_Exercise description:_ Please give back word for word the lines of the material below between the line containing "Target: stainless steel toaster" and the line containing "Target: faucet", inclusive.

_Exercise input:_
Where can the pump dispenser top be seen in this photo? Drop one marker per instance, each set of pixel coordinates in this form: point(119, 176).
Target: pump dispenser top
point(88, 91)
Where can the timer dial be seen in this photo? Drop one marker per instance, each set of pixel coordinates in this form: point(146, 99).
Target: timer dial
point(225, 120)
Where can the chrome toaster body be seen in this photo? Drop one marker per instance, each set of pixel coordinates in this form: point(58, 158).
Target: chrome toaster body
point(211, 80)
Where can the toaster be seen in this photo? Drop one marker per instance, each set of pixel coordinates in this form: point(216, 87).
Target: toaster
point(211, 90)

--

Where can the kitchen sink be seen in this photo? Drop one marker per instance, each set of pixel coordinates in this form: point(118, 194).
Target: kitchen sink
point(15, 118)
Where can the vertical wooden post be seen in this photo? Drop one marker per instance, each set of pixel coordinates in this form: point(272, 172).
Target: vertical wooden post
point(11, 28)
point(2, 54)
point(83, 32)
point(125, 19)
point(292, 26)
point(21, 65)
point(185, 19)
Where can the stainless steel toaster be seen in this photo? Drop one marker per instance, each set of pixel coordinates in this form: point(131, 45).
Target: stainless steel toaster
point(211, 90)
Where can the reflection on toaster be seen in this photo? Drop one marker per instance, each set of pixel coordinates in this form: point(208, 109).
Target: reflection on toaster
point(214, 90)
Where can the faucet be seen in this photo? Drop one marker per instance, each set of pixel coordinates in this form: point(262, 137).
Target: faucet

_Solution to the exercise:_
Target: stainless steel toaster
point(211, 90)
Where can the reflection on toaster be seen in this photo? Drop one marker per instance, each set of pixel coordinates in this form: point(208, 109).
Target: reflection on toaster
point(214, 90)
Where can the faucet be seen in this photo? Drop one marker per instance, each set of pixel coordinates in this form: point(262, 137).
Target: faucet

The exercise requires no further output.